Directions ::
Continue the article about the Orioles' need for starting pitching and Lucas Giolito as a possible free-agent target, starting after its last sentence.

Text segment ::

---*---

After Tuesday night’s divisive trade of Grayson Rodriguez, the Orioles’ biggest need is now bigger and more obvious than ever before. If Mike Elias has a Charlie Day board with his plans for the offseason, starting pitching was already plastered all over it in bold-lettered sticky notes. Those notes have now been taken down, underlined several times and slapped back up on the board.
There’s a consensus around baseball that starters Ranger Suárez, Framber Valdez, Dylan Cease and Michael King form the
A Tier of pitching free agents. However, given the depth of the Orioles’ need and Mike Elias’ propensity for “creative solutions” in the offseason, Baltimore may be looking to do more business in the B Tier and below. And arguably the most attractive name in that second tier is former Red Sox and White Sox Lucas Giolito.
How Giolito would fit with the Orioles
Most put Giolito at or near the top of the second tier of starting pitcher free agents. Spotrac ranks him fifth in expected Market Value, just behind the four A Tier pitchers. MLB.com ranks the right-hander 30th on their Top 30 Free Agents, group with fellow starting pitchers like Chris Bassitt, Merrill Kelly and Shota Imanaga. ESPN ranks Giolito 24th in their rankings and 10th among available starters.

---*---

Dataset excerpt ::
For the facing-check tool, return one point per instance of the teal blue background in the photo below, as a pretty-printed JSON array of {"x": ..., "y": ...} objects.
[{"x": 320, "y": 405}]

---*---

Response ::
Throughout his nine-year MLB career, Giolito has had stretches of dominance. From 2019 to 2021, with the White Sox, Giolito posted a 3.47 ERA over 427.2 innings, with an 11.1 K/9, .207 batting average against and .645 opponent OPS. He finished top 11 in Cy Young voting each of those three seasons, earning his lone All-Star bid in 2019.
After that promising stretch, the big righty struggled during stints in Chicago, Anaheim and Cleveland across 2022 and 2023, and missed the entire 2024 season after undergoing Tommy John surgery. That rough patch left him with a second-chance deal from Boston last season, where he finally returned to his previous form. Serving as the Red Sox’s No. 3 starter, Giolito put up a 3.41 ERA (matching his career-best from 2019) over 145 IP while holding opposing hitters to .239 average and .685 OPS. The 31-year-old saved his best efforts for his outings against the Orioles, pitching 15 scoreless innings with 14 Ks in two starts against Baltimore.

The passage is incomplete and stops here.